(Location annotation dataset excerpts)
________________________
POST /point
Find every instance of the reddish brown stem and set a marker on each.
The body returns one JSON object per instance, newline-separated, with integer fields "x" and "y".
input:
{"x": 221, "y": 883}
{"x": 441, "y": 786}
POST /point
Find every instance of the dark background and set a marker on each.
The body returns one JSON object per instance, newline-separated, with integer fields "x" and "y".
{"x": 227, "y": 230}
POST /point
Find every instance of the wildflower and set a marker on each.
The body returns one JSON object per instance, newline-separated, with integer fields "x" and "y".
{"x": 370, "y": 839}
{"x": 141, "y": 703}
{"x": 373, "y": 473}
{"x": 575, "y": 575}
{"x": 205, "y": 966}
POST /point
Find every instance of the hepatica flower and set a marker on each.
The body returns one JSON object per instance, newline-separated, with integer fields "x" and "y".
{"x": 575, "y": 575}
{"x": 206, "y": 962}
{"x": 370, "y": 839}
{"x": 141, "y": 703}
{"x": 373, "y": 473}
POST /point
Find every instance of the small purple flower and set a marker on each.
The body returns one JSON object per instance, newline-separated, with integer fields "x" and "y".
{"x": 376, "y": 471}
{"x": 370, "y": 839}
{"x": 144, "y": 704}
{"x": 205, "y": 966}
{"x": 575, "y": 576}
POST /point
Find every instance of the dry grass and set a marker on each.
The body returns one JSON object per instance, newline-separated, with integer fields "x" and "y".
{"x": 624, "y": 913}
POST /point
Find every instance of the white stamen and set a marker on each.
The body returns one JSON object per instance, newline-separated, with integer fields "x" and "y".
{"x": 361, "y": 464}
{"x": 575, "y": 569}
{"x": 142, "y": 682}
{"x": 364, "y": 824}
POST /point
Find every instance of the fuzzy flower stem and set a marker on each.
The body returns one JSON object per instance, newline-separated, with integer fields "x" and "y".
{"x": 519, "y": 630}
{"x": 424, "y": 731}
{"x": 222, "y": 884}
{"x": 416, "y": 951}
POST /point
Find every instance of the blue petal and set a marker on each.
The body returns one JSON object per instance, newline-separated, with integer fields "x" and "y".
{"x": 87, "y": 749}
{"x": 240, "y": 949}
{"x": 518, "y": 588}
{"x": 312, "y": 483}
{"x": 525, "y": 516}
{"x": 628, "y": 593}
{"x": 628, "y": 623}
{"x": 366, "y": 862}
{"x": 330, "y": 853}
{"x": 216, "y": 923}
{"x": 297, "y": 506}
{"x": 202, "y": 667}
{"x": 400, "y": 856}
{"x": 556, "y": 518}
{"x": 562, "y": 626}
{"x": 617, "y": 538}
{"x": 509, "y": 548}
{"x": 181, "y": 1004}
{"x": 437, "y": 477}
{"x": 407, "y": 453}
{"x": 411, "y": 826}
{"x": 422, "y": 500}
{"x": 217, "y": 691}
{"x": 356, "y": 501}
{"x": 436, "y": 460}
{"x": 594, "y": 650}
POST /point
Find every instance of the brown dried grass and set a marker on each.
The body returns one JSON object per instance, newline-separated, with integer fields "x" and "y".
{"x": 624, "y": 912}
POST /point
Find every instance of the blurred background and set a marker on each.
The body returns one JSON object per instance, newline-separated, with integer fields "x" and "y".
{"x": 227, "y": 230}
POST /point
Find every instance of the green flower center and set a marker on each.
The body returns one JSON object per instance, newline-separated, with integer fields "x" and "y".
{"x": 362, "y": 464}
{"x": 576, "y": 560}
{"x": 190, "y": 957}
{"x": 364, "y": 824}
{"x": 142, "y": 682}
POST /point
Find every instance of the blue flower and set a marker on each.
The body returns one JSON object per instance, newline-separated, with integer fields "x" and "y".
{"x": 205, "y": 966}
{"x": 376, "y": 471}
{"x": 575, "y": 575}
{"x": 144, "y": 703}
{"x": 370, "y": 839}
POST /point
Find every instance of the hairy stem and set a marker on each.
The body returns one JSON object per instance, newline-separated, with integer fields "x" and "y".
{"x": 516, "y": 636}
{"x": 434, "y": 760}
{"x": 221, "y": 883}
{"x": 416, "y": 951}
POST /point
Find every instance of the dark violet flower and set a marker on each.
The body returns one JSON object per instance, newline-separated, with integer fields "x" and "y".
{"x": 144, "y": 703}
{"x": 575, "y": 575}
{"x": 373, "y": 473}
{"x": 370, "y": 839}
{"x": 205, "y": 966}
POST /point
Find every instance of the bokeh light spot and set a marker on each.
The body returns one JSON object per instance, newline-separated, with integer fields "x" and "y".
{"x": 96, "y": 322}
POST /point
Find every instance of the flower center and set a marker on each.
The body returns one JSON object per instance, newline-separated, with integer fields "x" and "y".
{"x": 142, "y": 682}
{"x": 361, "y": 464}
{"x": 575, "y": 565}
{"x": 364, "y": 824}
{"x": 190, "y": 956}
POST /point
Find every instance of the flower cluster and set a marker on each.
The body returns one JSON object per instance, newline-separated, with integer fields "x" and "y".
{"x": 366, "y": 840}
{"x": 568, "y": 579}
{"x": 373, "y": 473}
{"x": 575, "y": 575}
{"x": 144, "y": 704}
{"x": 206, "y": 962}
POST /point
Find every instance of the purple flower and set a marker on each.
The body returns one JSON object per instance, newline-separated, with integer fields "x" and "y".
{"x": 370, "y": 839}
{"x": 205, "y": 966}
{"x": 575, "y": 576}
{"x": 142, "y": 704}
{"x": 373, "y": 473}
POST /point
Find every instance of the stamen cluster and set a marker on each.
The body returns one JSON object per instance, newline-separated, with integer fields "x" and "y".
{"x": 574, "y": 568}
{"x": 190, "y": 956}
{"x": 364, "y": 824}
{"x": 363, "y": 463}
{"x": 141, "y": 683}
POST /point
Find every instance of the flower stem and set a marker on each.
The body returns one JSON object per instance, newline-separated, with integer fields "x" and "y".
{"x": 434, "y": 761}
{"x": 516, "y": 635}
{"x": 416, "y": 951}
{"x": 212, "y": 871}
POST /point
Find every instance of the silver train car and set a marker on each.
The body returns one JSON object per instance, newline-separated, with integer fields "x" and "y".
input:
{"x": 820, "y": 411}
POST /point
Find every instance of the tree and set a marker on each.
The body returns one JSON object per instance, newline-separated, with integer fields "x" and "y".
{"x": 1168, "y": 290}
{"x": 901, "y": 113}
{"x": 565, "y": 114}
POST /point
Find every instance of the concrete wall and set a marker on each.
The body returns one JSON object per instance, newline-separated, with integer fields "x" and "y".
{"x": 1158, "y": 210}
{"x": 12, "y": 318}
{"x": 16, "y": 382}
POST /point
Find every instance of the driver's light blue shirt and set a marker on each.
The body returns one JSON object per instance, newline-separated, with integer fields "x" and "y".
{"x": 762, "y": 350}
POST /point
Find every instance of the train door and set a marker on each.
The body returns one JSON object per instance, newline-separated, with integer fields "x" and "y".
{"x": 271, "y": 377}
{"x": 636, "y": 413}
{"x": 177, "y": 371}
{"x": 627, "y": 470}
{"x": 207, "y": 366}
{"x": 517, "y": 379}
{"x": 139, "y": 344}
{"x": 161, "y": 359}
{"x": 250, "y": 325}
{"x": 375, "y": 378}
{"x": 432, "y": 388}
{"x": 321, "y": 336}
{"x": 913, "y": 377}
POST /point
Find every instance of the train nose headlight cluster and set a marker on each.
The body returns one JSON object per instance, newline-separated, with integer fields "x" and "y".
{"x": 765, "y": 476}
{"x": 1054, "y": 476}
________________________
### Written instruction
Retype the listing. Match it exactly.

### Answer to the exercise
POST /point
Find every instance of the reddish brown stem and set a marker on each.
The body returns one JSON object per instance, newline-separated, with integer fields "x" and "y".
input:
{"x": 221, "y": 883}
{"x": 441, "y": 786}
POST /point
Find every instance of the dark background and set a marker on each.
The body returns one JSON object per instance, newline-separated, with integer fields "x" and "y".
{"x": 227, "y": 230}
POST /point
Find every instance of the wildflower and set a marker on each.
The body returns one JSON object per instance, newline-separated, with integer fields "x" and "y".
{"x": 370, "y": 839}
{"x": 141, "y": 703}
{"x": 373, "y": 473}
{"x": 575, "y": 575}
{"x": 205, "y": 966}
POST /point
Find every instance of the hepatica flower and set a marker on each.
The body returns one JSON object per instance, newline-separated, with integer fields "x" and "y".
{"x": 575, "y": 575}
{"x": 206, "y": 962}
{"x": 370, "y": 839}
{"x": 141, "y": 703}
{"x": 373, "y": 473}
POST /point
Find every instance of the small purple flower and set a marker on each.
The body returns one JSON object per instance, newline-separated, with integer fields "x" and "y".
{"x": 376, "y": 471}
{"x": 370, "y": 839}
{"x": 144, "y": 704}
{"x": 205, "y": 966}
{"x": 575, "y": 576}
POST /point
Find every instance of the dry grass and set a marker on each.
The body returns one JSON object per instance, newline-separated, with integer fields "x" and "y".
{"x": 624, "y": 913}
POST /point
Find every instance of the white stamen and set a marker on each.
The body returns one JSON object per instance, newline-separated, with integer fields "x" and "y".
{"x": 361, "y": 464}
{"x": 575, "y": 569}
{"x": 142, "y": 682}
{"x": 364, "y": 824}
POST /point
Find every instance of the fuzzy flower stem and set a marker on each.
The body returns one JSON object per instance, newline-separated, with integer fields "x" and "y".
{"x": 519, "y": 630}
{"x": 424, "y": 731}
{"x": 222, "y": 884}
{"x": 416, "y": 951}
POST /point
Find every instance of the blue petal and set a marker on each.
The body returns one JSON object per instance, newline-separated, with integer fields "x" and "y".
{"x": 87, "y": 749}
{"x": 240, "y": 949}
{"x": 518, "y": 588}
{"x": 312, "y": 483}
{"x": 525, "y": 516}
{"x": 628, "y": 593}
{"x": 628, "y": 623}
{"x": 366, "y": 862}
{"x": 330, "y": 853}
{"x": 216, "y": 923}
{"x": 297, "y": 506}
{"x": 202, "y": 667}
{"x": 400, "y": 856}
{"x": 556, "y": 518}
{"x": 562, "y": 626}
{"x": 617, "y": 538}
{"x": 509, "y": 548}
{"x": 181, "y": 1004}
{"x": 437, "y": 477}
{"x": 407, "y": 453}
{"x": 411, "y": 826}
{"x": 422, "y": 500}
{"x": 217, "y": 691}
{"x": 356, "y": 501}
{"x": 436, "y": 460}
{"x": 594, "y": 650}
POST /point
Find every instance of the brown dried grass and set a marker on each.
The body returns one JSON object per instance, newline-separated, with integer fields "x" and "y".
{"x": 624, "y": 912}
POST /point
Find every instance of the blurred background and set a marker on each.
The body returns one JSON object per instance, newline-separated, with integer fields "x" and "y".
{"x": 227, "y": 230}
POST /point
Find every instance of the green flower center and set a marker on each.
The body returns one JSON object per instance, newline-separated, with integer fields "x" and "y".
{"x": 362, "y": 464}
{"x": 576, "y": 560}
{"x": 190, "y": 957}
{"x": 364, "y": 824}
{"x": 142, "y": 682}
POST /point
Find every instance of the blue flower and set a marker on each.
The body returns one JSON object per instance, newline-separated, with integer fields "x" and "y".
{"x": 205, "y": 966}
{"x": 376, "y": 471}
{"x": 575, "y": 575}
{"x": 144, "y": 703}
{"x": 370, "y": 839}
POST /point
Find every instance of the hairy stem and set a marker on each.
The body returns one JSON object per instance, newline-separated, with integer fields "x" and "y".
{"x": 516, "y": 636}
{"x": 434, "y": 760}
{"x": 221, "y": 883}
{"x": 416, "y": 951}
POST /point
Find every instance of the dark violet flower and set a marker on each.
The body returns one JSON object per instance, newline-separated, with integer fields "x" and "y".
{"x": 144, "y": 703}
{"x": 575, "y": 575}
{"x": 373, "y": 473}
{"x": 370, "y": 839}
{"x": 205, "y": 966}
POST /point
Find every instance of the bokeh light spot and set a marker on each.
The body returns one JSON object per instance, newline-separated, with integer fields "x" and "y".
{"x": 96, "y": 322}
POST /point
Find every instance of the flower center and set a marker on each.
The body returns one JSON object per instance, newline-separated, with integer fields "x" and "y".
{"x": 142, "y": 682}
{"x": 361, "y": 464}
{"x": 575, "y": 565}
{"x": 364, "y": 824}
{"x": 190, "y": 956}
POST /point
Find every instance of the flower cluster and set a marker on each.
The body returns one JSON object per instance, newline-separated, with integer fields "x" and "y".
{"x": 366, "y": 840}
{"x": 568, "y": 579}
{"x": 373, "y": 473}
{"x": 575, "y": 575}
{"x": 144, "y": 704}
{"x": 206, "y": 962}
POST /point
Find every instance of the purple flower and set a marker on each.
The body returns one JSON object per instance, newline-separated, with integer fields "x" and "y".
{"x": 370, "y": 839}
{"x": 205, "y": 966}
{"x": 575, "y": 576}
{"x": 142, "y": 704}
{"x": 373, "y": 473}
POST /point
Find every instance of the stamen cluster and set a marker on each.
The body returns one JSON object per instance, newline-separated, with integer fields "x" and "y".
{"x": 574, "y": 568}
{"x": 190, "y": 956}
{"x": 364, "y": 824}
{"x": 363, "y": 463}
{"x": 141, "y": 683}
POST /point
Find every instance of the flower stem and set a marker on each.
The body returns one JSON object per instance, newline-separated, with integer fields "x" and "y".
{"x": 434, "y": 761}
{"x": 516, "y": 635}
{"x": 416, "y": 951}
{"x": 212, "y": 871}
POST /point
Find every instance of the silver train car and set a marker on each.
The body returns one JSON object per instance, newline-separated, with integer fields "x" and "y".
input:
{"x": 820, "y": 411}
POST /point
Find every instance of the tree and set a marker on each.
The body returns one JSON object per instance, newline-separated, with integer fields "x" and "y".
{"x": 1168, "y": 290}
{"x": 901, "y": 113}
{"x": 565, "y": 114}
POST /point
Find every instance of the concrete wall and set a marker on each.
The body returns one JSON object per instance, newline-separated, with integer fields "x" and "y".
{"x": 1158, "y": 210}
{"x": 12, "y": 318}
{"x": 16, "y": 382}
POST /point
Find every instance of the driver's light blue shirt and set a marker on each.
The body returns one JSON object per instance, newline-separated, with integer fields "x" and "y".
{"x": 762, "y": 350}
POST /point
Find every instance of the train door and set a marker on each.
The body returns one JSON object per instance, newline-separated, with integer fields "x" and "y".
{"x": 271, "y": 377}
{"x": 636, "y": 413}
{"x": 177, "y": 371}
{"x": 627, "y": 470}
{"x": 207, "y": 366}
{"x": 517, "y": 379}
{"x": 139, "y": 344}
{"x": 161, "y": 359}
{"x": 250, "y": 325}
{"x": 375, "y": 378}
{"x": 432, "y": 388}
{"x": 321, "y": 336}
{"x": 913, "y": 377}
POST /point
Find every instance of the train nose headlight cluster and set a marker on each.
The body returns one JSON object per instance, newline-separated, with integer fields "x" and "y".
{"x": 765, "y": 476}
{"x": 1054, "y": 476}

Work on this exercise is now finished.